** SOURCE MATERIAL follows **

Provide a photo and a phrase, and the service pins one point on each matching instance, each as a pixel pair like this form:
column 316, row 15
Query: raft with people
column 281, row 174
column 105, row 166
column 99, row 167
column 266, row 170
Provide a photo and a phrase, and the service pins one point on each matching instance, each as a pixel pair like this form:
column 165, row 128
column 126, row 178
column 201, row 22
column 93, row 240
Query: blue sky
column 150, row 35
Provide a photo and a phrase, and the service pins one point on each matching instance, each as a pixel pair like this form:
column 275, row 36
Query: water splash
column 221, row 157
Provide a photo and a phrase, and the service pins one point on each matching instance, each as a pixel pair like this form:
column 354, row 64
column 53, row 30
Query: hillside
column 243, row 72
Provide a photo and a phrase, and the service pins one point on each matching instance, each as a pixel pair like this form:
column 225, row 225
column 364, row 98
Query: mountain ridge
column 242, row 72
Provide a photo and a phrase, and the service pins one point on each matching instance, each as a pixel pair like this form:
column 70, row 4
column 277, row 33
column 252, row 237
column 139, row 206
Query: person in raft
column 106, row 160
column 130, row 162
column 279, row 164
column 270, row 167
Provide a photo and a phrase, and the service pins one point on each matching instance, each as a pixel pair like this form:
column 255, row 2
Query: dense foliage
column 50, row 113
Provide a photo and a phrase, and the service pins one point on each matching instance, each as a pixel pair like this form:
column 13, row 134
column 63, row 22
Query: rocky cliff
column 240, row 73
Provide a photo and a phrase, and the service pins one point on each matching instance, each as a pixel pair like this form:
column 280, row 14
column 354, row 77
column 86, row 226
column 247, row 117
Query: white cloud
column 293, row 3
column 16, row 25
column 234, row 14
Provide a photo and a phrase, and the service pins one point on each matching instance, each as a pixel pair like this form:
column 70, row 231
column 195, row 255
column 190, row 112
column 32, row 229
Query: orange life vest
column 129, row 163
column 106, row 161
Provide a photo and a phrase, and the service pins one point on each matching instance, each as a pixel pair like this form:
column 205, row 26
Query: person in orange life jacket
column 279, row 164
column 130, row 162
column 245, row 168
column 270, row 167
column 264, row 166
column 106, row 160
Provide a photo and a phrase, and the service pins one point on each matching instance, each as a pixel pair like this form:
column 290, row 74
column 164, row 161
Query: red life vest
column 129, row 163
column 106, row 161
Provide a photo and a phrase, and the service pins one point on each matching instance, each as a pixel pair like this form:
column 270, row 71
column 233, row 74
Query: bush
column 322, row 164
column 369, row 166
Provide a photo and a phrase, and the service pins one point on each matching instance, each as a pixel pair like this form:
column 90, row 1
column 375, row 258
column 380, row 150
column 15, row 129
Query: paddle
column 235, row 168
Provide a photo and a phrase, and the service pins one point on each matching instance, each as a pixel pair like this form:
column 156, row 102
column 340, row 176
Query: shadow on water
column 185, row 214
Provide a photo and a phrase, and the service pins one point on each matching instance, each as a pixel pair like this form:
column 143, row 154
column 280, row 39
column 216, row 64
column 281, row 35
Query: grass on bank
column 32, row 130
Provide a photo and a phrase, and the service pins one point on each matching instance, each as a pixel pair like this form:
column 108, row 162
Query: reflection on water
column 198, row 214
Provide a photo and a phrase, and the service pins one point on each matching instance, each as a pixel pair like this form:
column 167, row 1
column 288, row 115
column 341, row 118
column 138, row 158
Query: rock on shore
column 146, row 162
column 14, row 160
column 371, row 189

** End of SOURCE MATERIAL **

**INSTRUCTIONS TO FOLLOW:** Set the data down again in full, exactly as given.

**WRITTEN RESPONSE:**
Provide a photo and a phrase, and the service pins one point on each matching instance, each as a pixel pair like this form:
column 316, row 15
Query: raft with people
column 281, row 174
column 105, row 166
column 99, row 167
column 266, row 170
Provide a photo and a phrase, and the service pins one point on each matching instance, each as a pixel pair like this form:
column 165, row 128
column 126, row 178
column 201, row 22
column 93, row 240
Query: blue sky
column 150, row 35
Provide a photo and a phrase, and the service pins one point on each matching instance, each as a pixel pair like this form:
column 275, row 36
Query: water splash
column 221, row 157
Provide a photo and a phrase, and the service pins one point on each matching instance, each as a pixel pair like this form:
column 354, row 64
column 53, row 30
Query: hillside
column 243, row 72
Provide a photo and a phrase, and the service pins one point on each matching instance, each as a pixel pair like this form:
column 225, row 225
column 364, row 98
Query: mountain ridge
column 242, row 72
Provide a photo and a phrase, and the service pins one point on each matching instance, each as a pixel pair like this form:
column 70, row 4
column 277, row 33
column 252, row 237
column 139, row 206
Query: person in raft
column 106, row 160
column 130, row 162
column 279, row 164
column 270, row 167
Provide a photo and a phrase, and the service pins one point on each matching instance, each as a pixel pair like this form:
column 255, row 2
Query: dense foliage
column 50, row 113
Provide a photo and a phrase, and the service pins one point on each matching instance, each as a pixel pair like this form:
column 13, row 134
column 63, row 22
Query: rocky cliff
column 240, row 73
Provide a photo and a phrase, and the service pins one point on each matching instance, each as a pixel pair like this form:
column 280, row 14
column 354, row 77
column 86, row 226
column 247, row 117
Query: white cloud
column 293, row 3
column 16, row 25
column 234, row 14
Provide a photo and a phrase, and the service pins one point on each matching instance, each as a pixel pair like this form:
column 70, row 231
column 195, row 255
column 190, row 112
column 32, row 229
Query: orange life vest
column 129, row 163
column 106, row 161
Provide a photo and a phrase, and the service pins one point on each matching instance, each as a pixel pair like this form:
column 205, row 26
Query: person in orange life jacket
column 279, row 164
column 130, row 162
column 245, row 168
column 270, row 167
column 264, row 166
column 106, row 160
Provide a photo and a phrase, and the service pins one point on each matching instance, each as a pixel pair like this form:
column 290, row 74
column 164, row 161
Query: red life vest
column 129, row 163
column 106, row 161
Provide a photo and a phrase, and the service pins one point on each matching instance, each as a pixel pair like this form:
column 270, row 71
column 233, row 74
Query: bush
column 322, row 164
column 369, row 166
Provide a photo and a phrase, and the service pins one point on each matching instance, each as a pixel pair like this form:
column 90, row 1
column 375, row 258
column 380, row 150
column 15, row 129
Query: paddle
column 235, row 168
Provide a photo and a phrase, and the service pins one point on each matching instance, each as a pixel pair like this form:
column 156, row 102
column 340, row 176
Query: shadow on water
column 185, row 214
Provide a photo and a phrase, and the service pins one point on each matching instance, each as a pixel pair like this form:
column 143, row 154
column 280, row 39
column 216, row 64
column 281, row 35
Query: grass on bank
column 32, row 130
Provide a photo and a phrase, and the service pins one point on each matching instance, each as a pixel pair like this form:
column 108, row 162
Query: reflection on water
column 198, row 214
Provide a photo and a phrase, and the service pins one point on each matching instance, each as a pixel pair like this form:
column 167, row 1
column 288, row 115
column 341, row 118
column 138, row 158
Query: rock on shore
column 146, row 162
column 14, row 160
column 371, row 189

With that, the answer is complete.